◆ **Document extract**

>> start

Walter Jones’s Message to Schiller Institute Conference:
Americans Need the Truth about 9/11

The following video-recorded  message was sent to the Schiller Institute Conference by Rep. Walter Jones, Republican of North Carolina.

I’m Walter Jones. I represent the Third Congressional District of North Carolina, in the United States House of Representatives. I’m pleased today to share some thoughts with you who are attending the Schiller Institute 30th Anniversary Conference, and I cannot think of a better title to be discussing than “It Is Time To Create a World Without War.”

So thank all of you who are in attendance, and let me share a few thoughts with you.

I have joined Steven Lynch and Thomas Massie. Steven Lynch, a Congressman from Massachusetts, and Thomas Massie from Kentucky, and myself, have joined in a letter to President Obama, written on April 10, [2014,] and I’ll read the first sentence to you. Let’s just make it short.

“We write today to urge you to declassify the 28 redacted pages of the Joint Inquiry into Intelligence Activities before and after the terrorist attack on September of 2001.”

How can you have a democracy, or a republic, and not have sunshine in your government? And I, quite frankly, have read the 28 pages. So have Steven Lynch and Thomas Massie; and a few other Members of Congress in both parties have taken the time to read the 28 pages.

We had a news conference several months ago, and we brought the families in who had lost loved ones [on 9/11]. If the President could just see the pain in the eyes and the words of those family members, then hopefully, he would declassify these 28 pages.

>> end

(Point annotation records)
>> start

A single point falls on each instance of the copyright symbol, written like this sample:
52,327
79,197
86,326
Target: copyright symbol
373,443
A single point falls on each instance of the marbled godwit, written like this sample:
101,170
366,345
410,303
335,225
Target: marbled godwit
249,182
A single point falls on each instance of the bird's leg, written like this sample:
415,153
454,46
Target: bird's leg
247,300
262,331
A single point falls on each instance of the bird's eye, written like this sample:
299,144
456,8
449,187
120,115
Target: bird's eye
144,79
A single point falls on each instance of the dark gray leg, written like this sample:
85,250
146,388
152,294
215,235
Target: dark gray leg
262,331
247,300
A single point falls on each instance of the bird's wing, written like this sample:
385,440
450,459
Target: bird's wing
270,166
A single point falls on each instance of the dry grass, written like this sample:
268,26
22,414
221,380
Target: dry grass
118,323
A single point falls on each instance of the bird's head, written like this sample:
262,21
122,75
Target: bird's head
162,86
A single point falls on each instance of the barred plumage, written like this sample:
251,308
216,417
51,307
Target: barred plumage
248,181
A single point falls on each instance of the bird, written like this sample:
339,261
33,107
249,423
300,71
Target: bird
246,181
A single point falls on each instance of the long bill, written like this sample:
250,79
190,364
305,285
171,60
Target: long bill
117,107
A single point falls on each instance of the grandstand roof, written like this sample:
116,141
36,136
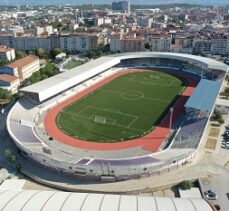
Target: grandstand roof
50,200
204,96
58,83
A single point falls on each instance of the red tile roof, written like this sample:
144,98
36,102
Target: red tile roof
23,62
8,78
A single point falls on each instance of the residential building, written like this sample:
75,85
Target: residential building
219,46
9,82
144,22
201,46
161,43
6,54
121,6
7,40
22,68
127,44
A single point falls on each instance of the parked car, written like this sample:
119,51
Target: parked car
217,207
210,194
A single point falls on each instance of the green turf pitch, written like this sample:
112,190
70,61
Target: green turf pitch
129,106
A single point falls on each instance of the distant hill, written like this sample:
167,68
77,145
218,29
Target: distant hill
153,2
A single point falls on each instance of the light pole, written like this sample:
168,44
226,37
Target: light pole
171,118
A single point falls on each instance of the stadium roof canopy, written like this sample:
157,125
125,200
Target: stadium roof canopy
35,200
204,96
63,81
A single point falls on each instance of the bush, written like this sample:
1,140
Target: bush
185,185
5,94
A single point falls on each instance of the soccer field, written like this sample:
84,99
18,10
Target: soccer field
127,107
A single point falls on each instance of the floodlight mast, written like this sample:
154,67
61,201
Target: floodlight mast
171,119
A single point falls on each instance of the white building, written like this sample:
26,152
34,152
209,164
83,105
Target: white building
98,21
219,46
22,68
145,22
6,54
161,43
79,42
9,82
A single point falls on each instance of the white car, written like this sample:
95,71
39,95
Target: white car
210,194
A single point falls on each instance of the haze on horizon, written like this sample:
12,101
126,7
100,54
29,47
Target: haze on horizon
77,2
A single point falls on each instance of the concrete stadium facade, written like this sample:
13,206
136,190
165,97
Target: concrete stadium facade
26,118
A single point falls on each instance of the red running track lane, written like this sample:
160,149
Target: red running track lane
150,142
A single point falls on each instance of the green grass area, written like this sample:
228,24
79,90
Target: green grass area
73,63
129,106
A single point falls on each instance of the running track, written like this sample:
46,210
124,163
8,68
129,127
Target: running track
150,142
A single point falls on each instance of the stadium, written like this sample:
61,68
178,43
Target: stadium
119,117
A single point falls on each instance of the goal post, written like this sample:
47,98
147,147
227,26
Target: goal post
100,119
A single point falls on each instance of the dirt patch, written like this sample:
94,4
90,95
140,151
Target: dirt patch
214,132
211,144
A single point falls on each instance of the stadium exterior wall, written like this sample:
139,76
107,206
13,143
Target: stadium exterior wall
93,171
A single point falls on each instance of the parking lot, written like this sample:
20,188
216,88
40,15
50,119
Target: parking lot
225,142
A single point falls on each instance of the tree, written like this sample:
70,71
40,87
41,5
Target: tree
55,52
13,159
32,53
5,94
8,153
20,54
3,63
18,168
42,53
185,185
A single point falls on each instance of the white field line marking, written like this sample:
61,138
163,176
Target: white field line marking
89,119
140,97
150,81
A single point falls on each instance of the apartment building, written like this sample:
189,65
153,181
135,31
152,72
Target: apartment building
219,46
161,43
79,42
127,44
22,68
6,53
9,82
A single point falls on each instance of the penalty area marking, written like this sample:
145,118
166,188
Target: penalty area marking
137,79
111,122
137,97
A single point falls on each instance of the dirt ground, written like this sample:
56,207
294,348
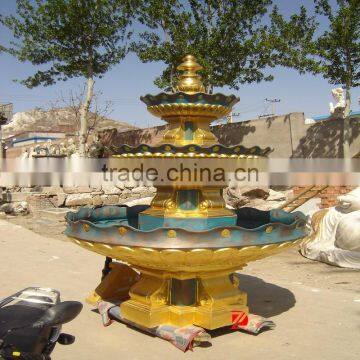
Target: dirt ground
316,307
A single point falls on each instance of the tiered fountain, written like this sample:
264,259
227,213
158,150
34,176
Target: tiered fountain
187,243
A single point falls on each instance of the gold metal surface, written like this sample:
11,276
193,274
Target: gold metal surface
216,295
209,270
122,230
190,82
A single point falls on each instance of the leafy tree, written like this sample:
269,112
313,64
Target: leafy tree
338,48
230,39
72,38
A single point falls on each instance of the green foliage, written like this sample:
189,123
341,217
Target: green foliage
72,38
230,39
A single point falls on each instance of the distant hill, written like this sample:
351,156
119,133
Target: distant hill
58,120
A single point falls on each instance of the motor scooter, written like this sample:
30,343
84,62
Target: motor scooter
30,323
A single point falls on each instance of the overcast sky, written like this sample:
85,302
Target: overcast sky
126,82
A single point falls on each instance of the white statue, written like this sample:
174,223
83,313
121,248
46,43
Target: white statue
336,233
338,109
71,147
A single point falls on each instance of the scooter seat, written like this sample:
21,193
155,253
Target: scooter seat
28,339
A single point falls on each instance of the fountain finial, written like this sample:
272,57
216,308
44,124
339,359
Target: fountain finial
190,82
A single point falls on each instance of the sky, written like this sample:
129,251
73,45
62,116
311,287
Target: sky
125,83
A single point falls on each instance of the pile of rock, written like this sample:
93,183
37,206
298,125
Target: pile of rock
22,200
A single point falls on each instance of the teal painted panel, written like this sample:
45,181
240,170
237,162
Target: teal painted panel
188,199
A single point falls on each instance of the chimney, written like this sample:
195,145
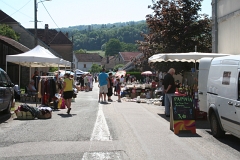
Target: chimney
46,34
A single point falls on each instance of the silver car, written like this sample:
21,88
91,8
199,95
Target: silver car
6,92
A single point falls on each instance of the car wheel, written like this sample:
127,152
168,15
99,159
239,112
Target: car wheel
215,127
8,109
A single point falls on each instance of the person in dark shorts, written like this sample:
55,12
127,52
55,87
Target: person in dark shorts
68,91
110,86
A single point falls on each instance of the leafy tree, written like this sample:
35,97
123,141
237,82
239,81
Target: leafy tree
7,31
113,47
128,47
95,68
175,26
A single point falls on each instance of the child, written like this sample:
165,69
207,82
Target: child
118,89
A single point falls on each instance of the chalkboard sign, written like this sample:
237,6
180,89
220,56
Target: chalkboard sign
183,108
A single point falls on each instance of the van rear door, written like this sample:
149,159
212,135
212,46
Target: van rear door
228,101
204,66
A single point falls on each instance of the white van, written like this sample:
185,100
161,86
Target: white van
219,93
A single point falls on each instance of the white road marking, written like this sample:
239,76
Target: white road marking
101,130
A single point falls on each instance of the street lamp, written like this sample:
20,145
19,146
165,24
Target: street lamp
35,20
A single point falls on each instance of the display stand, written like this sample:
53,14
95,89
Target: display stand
182,114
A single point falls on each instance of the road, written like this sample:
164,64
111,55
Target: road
124,131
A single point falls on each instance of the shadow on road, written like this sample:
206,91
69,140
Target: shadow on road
229,140
4,117
200,124
66,115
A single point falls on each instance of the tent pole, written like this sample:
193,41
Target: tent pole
19,75
6,66
30,73
195,65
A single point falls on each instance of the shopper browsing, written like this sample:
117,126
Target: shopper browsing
169,90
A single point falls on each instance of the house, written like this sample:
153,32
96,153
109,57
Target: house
225,26
9,46
84,61
110,62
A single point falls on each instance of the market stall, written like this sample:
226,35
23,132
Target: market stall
37,57
186,96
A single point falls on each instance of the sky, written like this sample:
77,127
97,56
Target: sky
65,13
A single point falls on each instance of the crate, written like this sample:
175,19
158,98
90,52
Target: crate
47,115
24,115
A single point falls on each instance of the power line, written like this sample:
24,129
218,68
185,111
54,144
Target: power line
50,15
17,10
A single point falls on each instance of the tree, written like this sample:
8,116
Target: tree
175,26
113,46
7,31
95,68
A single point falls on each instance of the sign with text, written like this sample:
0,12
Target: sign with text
183,108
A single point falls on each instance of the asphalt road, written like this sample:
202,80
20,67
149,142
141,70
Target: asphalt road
126,130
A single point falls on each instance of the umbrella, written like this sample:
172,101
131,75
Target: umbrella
146,73
63,72
120,73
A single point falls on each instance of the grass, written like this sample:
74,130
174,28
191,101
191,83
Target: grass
100,52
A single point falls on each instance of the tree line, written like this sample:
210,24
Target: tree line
95,37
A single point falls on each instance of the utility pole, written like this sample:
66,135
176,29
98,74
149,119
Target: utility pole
35,23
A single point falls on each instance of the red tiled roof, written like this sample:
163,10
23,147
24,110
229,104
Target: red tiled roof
14,43
88,57
128,56
4,18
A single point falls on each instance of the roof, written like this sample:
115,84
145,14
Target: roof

>> end

In the Walter Jones message, swap "thoughts" for "remarks" and write out the passage starting with "The following video-recorded" and going on through "thoughts with you.".

◆ **Solution to this task**
The following video-recorded  message was sent to the Schiller Institute Conference by Rep. Walter Jones, Republican of North Carolina.

I’m Walter Jones. I represent the Third Congressional District of North Carolina, in the United States House of Representatives. I’m pleased today to share some remarks with you who are attending the Schiller Institute 30th Anniversary Conference, and I cannot think of a better title to be discussing than “It Is Time To Create a World Without War.”

So thank all of you who are in attendance, and let me share a few remarks with you.